Reproduce the items word for word, from the line containing "the white painted" through the last line of the items, including both of those lines.

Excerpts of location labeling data
------------------------------------------------

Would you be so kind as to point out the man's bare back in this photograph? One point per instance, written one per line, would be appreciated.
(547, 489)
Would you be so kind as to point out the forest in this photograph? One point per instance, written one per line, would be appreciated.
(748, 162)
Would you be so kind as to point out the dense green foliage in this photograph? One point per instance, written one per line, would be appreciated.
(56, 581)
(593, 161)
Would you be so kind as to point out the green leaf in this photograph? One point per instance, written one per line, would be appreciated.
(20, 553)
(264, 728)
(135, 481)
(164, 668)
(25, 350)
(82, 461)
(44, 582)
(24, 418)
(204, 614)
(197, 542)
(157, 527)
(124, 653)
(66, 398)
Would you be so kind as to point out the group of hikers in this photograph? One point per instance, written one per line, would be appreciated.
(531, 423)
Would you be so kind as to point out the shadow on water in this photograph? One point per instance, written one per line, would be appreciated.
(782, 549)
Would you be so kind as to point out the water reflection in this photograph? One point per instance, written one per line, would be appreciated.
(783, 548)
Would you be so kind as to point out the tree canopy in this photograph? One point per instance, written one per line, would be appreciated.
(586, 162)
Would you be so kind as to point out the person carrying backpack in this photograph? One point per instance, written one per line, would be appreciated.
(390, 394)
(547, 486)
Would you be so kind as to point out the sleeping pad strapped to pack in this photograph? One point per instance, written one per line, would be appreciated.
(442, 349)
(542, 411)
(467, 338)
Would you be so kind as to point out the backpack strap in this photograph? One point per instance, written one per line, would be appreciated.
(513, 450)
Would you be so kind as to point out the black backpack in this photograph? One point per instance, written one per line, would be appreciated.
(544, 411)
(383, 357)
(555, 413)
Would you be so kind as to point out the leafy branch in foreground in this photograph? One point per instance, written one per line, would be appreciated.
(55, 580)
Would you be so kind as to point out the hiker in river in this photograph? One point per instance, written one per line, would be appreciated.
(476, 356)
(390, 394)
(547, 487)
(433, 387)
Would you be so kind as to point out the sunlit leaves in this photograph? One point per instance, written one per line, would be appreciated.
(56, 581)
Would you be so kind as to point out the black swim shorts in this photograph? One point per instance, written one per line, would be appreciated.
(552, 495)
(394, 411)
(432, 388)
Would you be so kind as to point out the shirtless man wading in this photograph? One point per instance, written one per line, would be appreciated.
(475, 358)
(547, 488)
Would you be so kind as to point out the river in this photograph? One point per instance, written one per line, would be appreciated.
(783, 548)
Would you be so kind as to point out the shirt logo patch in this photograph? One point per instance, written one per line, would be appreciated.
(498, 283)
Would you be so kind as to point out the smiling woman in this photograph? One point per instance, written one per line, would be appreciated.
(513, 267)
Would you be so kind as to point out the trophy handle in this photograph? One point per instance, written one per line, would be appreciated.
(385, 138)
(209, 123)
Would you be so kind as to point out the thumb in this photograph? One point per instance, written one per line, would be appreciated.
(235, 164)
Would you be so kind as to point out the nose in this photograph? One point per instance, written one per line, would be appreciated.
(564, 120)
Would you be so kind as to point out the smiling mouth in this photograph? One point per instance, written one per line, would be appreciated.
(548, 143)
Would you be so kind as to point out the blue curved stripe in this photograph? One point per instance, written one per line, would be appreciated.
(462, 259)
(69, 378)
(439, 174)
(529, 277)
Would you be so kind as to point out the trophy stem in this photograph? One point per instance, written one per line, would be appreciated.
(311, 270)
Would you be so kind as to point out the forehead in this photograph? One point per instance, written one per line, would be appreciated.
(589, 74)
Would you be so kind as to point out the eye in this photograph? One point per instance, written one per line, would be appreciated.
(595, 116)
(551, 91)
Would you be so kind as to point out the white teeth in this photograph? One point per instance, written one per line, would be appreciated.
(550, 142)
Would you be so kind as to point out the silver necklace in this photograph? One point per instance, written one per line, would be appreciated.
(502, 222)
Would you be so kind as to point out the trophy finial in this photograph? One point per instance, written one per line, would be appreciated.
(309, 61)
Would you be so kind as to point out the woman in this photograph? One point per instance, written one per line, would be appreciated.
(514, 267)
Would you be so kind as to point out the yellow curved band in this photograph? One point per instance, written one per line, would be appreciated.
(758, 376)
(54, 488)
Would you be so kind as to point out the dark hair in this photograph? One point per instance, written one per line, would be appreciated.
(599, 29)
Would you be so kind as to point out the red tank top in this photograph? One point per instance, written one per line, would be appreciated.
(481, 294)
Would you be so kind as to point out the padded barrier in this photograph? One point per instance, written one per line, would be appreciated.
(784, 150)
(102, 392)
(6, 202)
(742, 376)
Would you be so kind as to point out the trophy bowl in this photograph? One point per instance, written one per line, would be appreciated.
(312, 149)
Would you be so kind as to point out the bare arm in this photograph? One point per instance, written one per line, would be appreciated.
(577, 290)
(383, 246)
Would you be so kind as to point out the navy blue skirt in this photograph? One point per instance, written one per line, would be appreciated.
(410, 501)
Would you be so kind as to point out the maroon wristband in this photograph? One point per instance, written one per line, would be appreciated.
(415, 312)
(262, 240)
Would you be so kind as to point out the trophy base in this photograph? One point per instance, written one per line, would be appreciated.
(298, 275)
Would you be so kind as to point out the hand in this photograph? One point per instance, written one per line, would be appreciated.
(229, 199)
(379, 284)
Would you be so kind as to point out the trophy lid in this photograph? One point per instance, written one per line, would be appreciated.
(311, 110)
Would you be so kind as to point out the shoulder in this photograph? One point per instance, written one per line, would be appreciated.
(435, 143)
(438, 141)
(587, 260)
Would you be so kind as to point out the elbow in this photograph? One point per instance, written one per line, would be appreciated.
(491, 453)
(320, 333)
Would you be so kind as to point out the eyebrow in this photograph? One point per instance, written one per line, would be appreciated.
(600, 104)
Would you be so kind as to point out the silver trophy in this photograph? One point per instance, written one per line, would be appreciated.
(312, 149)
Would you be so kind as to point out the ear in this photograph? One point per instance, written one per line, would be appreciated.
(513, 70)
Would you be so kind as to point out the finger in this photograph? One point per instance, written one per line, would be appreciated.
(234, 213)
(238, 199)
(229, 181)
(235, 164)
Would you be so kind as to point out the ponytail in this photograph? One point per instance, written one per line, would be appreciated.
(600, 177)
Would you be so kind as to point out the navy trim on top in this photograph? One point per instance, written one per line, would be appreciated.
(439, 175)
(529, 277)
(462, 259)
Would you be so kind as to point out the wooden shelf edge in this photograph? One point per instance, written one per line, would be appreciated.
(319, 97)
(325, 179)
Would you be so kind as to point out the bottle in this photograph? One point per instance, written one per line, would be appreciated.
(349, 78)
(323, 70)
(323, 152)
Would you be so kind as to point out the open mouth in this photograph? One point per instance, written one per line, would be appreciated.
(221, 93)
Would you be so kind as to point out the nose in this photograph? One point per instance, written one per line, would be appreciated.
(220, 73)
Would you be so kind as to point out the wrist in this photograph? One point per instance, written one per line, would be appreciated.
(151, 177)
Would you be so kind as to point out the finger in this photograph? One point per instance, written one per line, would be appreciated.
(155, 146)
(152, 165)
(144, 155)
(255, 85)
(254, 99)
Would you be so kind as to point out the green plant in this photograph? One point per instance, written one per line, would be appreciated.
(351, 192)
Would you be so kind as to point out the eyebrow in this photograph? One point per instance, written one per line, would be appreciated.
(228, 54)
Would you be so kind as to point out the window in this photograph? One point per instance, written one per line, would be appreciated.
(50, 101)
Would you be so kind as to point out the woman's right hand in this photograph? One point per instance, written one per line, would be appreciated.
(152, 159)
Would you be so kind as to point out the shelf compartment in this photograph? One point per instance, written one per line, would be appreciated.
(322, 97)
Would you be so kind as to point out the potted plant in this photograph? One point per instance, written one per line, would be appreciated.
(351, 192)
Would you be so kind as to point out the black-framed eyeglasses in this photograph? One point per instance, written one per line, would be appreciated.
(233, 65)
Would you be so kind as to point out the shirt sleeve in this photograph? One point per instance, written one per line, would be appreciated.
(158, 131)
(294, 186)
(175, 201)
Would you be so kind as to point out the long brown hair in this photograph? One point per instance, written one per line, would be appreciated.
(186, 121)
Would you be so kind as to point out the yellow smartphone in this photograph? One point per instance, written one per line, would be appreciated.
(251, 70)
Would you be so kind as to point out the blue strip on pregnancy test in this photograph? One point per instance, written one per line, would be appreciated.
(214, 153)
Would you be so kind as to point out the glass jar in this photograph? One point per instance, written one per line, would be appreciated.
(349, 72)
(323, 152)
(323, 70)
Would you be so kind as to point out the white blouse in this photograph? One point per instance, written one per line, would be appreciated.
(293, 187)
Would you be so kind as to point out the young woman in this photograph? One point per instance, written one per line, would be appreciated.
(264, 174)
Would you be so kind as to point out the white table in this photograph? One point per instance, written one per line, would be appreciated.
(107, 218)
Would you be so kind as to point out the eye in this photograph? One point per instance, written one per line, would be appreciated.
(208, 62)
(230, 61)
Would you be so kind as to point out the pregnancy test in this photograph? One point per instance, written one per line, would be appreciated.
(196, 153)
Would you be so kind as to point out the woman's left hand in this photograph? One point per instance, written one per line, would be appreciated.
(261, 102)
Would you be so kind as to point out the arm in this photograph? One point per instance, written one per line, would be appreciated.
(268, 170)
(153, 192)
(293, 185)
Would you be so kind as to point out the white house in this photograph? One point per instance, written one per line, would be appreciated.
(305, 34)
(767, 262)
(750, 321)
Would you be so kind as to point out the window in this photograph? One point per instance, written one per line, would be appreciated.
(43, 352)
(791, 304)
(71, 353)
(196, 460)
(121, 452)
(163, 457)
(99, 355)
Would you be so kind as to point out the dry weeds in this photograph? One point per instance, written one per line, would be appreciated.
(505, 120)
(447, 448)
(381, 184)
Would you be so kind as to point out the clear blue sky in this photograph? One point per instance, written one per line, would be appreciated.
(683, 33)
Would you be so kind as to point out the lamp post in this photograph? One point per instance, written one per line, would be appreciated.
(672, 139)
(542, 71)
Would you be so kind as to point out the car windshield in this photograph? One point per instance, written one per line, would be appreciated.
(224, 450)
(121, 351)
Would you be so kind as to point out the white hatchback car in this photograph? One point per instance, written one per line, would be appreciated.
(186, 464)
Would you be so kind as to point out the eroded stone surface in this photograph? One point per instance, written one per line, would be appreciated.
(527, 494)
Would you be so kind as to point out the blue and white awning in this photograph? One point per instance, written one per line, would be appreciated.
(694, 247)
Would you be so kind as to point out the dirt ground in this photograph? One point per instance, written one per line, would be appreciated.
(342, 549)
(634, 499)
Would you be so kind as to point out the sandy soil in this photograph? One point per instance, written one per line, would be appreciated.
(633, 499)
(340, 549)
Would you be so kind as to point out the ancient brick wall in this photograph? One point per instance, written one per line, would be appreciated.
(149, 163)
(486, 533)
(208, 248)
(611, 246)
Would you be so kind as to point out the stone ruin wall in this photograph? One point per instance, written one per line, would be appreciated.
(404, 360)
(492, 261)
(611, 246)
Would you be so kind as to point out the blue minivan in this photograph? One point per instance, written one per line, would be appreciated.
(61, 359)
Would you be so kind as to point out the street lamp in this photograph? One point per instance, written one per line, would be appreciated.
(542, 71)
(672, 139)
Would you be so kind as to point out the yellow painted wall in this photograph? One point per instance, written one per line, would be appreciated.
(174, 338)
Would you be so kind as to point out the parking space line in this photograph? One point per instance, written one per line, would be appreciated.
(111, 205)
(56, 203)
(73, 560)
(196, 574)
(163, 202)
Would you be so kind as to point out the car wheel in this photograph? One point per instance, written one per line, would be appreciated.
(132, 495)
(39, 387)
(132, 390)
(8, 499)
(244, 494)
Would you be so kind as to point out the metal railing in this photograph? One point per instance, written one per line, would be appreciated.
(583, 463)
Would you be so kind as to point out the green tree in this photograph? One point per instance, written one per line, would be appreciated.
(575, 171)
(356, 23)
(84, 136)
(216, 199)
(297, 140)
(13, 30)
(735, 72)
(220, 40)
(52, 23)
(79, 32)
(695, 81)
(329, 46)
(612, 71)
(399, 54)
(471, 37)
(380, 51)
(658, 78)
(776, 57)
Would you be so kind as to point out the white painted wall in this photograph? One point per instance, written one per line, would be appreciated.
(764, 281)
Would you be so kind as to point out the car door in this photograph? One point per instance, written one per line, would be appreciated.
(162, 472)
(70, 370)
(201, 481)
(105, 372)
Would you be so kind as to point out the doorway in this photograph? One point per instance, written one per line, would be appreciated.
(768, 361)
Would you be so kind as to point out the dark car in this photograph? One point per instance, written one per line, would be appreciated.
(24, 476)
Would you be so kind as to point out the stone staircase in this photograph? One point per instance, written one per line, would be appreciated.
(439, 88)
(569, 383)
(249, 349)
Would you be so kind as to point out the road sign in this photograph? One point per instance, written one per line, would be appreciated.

------------------------------------------------

◆ **Written answer**:
Would you be so kind as to point out the white painted wall in this photograph? One point per instance, written one per line, would be appreciated.
(764, 281)
Would you be so kind as to point out the car door in this photograph? One point per instance, written one per line, would be appreciated.
(162, 472)
(70, 370)
(201, 481)
(105, 372)
Would you be so kind as to point out the doorway in this photograph? One point per instance, written one per line, would be appreciated.
(768, 361)
Would you be so kind as to point out the dark car in this photograph? One point per instance, written one per line, would be appreciated.
(24, 476)
Would you be so kind as to point out the stone staircase in this photograph? One point per instance, written one per line, would be appreciated.
(439, 88)
(569, 383)
(249, 349)
Would you be so kind as to point out the road sign in this photograph? One point per instance, written one per line, would be appreciated.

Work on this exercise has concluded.